- Scottish Government Scottish Cabinet
- Style: Cabinet Secretary (within parliament); Housing Secretary (informal); Scottish Housing Secretary (outwith Scotland);
- Member of: Scottish Parliament; Scottish Cabinet;
- Reports to: Scottish Parliament; First Minister;
- Seat: Edinburgh
- Appointer: First Minister; (following approval from Scottish Parliament);
- Inaugural holder: Màiri McAllan
- Formation: 11 June 2025
- Salary: £126,452 per annum (2024) (including £72,196 MSP salary)
- Website: www.gov.scot

= Cabinet Secretary for Housing (Scotland) =

Cabinet position in the Scottish Government

The Cabinet Secretary for Housing was a cabinet position in the Scottish Government. The first and only Cabinet Secretary for Housing was Màiri McAllan who served from 11 June 2025 to 20 May 2026. The position was abolished and merged into the Cabinet Secretary for Social Justice and Housing in the Second Swinney government, following the 2026 Scottish Parliament election, as part of a "slimmed down cabinet".

▶ _PROMPT 1_: In the Cabinet Secretary for Housing text, what salary is listed for the position, and for what year?
▶ _PROMPT 2_: Condense the paragraph of the Cabinet Secretary for Housing text that begins "The Cabinet Secretary for Housing was a cabinet position" into a short bulleted list.

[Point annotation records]
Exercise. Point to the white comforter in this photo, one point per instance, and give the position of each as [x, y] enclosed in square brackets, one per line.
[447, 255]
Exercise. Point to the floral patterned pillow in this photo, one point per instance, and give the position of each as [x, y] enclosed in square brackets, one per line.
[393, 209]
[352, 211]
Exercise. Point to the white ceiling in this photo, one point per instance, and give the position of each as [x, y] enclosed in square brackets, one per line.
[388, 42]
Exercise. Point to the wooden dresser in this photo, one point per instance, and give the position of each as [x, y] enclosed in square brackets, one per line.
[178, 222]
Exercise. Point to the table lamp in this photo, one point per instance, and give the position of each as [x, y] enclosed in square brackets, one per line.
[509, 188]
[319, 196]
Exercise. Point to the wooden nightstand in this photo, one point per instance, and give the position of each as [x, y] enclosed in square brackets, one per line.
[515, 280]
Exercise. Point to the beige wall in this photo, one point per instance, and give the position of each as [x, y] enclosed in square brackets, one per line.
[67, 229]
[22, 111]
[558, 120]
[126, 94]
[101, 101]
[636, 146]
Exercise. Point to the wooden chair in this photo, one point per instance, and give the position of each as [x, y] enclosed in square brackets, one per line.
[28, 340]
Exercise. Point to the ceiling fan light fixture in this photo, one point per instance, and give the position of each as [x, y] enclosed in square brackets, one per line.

▶ _FULL OUTPUT 1_: £126,452 per annum (2024), including the £72,196 MSP salary.

▶ _FULL OUTPUT 2_:
- Former cabinet position in the Scottish Government
- Màiri McAllan was its first and only holder, from 11 June 2025 to 20 May 2026
- Abolished after the 2026 Scottish Parliament election and merged into the Cabinet Secretary for Social Justice and Housing in the Second Swinney government, as part of a "slimmed down cabinet"